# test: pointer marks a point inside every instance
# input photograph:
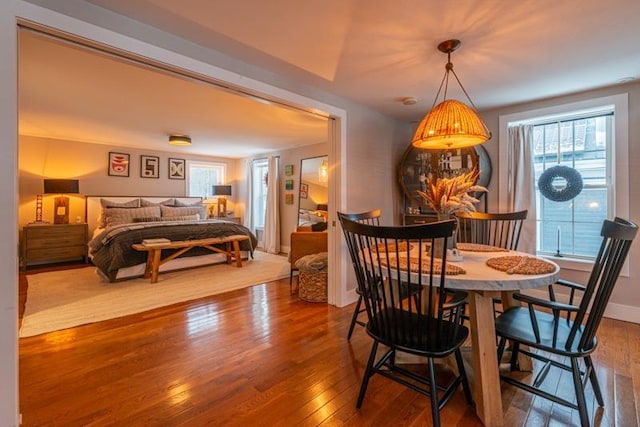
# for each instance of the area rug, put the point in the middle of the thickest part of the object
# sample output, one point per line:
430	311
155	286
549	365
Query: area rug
67	298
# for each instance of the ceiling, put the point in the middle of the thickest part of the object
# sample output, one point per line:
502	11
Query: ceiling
373	52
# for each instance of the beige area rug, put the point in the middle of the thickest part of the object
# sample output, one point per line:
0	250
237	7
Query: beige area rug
67	298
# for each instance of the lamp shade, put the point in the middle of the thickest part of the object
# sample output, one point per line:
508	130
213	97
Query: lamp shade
183	140
221	190
61	186
450	124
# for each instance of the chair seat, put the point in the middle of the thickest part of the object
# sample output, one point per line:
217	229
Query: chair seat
515	324
425	339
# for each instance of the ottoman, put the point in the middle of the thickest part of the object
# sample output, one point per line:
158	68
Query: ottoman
312	272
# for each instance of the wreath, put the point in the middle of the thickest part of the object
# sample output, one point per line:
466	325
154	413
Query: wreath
571	190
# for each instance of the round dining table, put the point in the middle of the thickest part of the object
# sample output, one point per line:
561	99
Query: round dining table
483	283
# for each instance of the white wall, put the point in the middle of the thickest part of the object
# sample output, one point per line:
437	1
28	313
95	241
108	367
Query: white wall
9	215
41	158
625	300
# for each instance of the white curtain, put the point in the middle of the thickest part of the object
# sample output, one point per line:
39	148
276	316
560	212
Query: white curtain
248	202
520	186
272	216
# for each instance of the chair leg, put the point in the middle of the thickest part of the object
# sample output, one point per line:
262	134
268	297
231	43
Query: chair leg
354	319
368	372
580	399
435	412
594	380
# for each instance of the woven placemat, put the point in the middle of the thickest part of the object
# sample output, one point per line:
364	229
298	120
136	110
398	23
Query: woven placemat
450	270
391	247
514	264
476	247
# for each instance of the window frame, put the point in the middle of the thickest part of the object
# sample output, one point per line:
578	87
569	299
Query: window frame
619	155
200	163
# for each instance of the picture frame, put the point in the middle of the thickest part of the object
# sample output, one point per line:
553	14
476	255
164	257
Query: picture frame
118	164
149	167
176	168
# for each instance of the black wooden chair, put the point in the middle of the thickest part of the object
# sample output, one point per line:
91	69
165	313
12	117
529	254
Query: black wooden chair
491	228
386	261
573	336
372	218
494	229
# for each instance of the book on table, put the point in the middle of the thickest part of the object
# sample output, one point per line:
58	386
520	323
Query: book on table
159	241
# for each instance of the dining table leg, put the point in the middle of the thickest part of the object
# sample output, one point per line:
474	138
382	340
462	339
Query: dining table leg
485	378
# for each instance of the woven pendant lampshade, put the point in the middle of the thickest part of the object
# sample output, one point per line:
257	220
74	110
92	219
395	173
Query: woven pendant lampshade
450	124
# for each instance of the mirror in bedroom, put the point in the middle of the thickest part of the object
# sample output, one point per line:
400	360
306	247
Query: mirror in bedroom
313	194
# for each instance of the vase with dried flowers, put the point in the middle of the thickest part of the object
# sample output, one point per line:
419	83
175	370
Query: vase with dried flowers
446	196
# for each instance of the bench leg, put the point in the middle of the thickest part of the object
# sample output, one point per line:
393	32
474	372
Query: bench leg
155	266
236	250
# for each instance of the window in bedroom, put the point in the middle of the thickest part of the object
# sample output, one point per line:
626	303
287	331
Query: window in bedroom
259	189
202	176
591	137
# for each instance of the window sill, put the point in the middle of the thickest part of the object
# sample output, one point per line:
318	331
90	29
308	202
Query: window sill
567	263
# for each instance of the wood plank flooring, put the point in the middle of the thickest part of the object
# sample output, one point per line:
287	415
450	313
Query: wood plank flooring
261	357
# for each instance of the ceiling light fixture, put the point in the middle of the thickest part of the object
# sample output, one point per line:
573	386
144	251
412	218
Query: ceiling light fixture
450	124
181	140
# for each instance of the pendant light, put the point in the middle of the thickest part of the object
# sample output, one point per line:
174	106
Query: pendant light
450	124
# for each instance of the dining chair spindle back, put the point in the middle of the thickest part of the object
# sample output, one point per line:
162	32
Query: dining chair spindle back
388	268
567	329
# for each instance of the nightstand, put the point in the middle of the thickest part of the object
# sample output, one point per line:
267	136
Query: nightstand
49	243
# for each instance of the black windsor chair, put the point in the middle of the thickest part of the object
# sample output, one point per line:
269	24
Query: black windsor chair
390	263
573	336
372	218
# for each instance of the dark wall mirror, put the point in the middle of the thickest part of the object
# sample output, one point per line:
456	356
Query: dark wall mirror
418	164
313	193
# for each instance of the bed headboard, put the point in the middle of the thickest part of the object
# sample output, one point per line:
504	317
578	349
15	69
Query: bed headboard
94	207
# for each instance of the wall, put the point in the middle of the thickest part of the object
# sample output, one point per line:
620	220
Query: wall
625	301
626	296
41	158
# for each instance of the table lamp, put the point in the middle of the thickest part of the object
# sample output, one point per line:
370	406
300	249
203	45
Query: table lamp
61	205
222	190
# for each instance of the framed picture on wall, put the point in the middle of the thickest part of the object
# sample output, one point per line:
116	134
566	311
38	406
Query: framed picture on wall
149	167
176	168
118	164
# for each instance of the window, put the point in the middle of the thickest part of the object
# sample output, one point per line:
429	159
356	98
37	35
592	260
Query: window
202	176
572	228
259	188
592	137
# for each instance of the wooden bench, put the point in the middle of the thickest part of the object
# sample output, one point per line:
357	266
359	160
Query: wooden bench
154	251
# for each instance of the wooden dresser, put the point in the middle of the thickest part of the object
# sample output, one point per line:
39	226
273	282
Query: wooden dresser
49	243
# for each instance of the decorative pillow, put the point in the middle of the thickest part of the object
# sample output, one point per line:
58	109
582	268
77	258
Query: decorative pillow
115	216
148	219
168	202
135	203
183	204
194	217
200	209
102	221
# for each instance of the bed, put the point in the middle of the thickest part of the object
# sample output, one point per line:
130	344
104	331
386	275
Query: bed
116	223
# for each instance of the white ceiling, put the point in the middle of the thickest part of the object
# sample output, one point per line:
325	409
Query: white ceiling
374	52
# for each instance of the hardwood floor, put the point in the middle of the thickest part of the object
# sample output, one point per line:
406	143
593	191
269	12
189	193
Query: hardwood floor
260	356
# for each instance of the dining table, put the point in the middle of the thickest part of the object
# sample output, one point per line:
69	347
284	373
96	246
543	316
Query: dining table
483	283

What the task requires:
Exactly repeat the lines from the line that contains "# for each instance of the wooden bench, put" to the end of the entries, both included, and leave out all other lines.

Result for this task:
# for each instance of the wooden bench, put the point in the middle of the thickest part of the object
# sample output, one point per line:
357	266
359	160
Query: wooden bench
154	251
# for each instance of the wooden dresser, put the point in the middle of the thickest part of the object
# sample output, one point per line:
39	226
273	282
Query: wooden dresser
49	243
# for each instance of the decorative pillow, put the point in the middle of the thickest part of the object
# sample output, one point per line:
58	109
582	268
77	258
Query: decorative pillow
115	216
148	219
168	202
135	203
183	204
194	217
200	209
102	221
# for each instance of the bed, put the point in the middle of the thickest part of the object
# sample output, one point per line:
130	344
104	331
386	275
Query: bed
116	223
# for each instance of the white ceiling, put the point in the middle of the thickest part of the object
# sample output, one point per line:
325	409
Query: white ceiling
374	52
# for each instance of the hardwood floor, put the point in the middle of the thickest part of the object
# sample output, one point per line:
406	143
593	191
269	12
189	193
Query: hardwood floor
260	356
# for each instance of the dining table, put the point in the middle of the thickest part of the object
# sample output, one point per line:
69	347
284	373
96	246
543	316
Query: dining table
483	283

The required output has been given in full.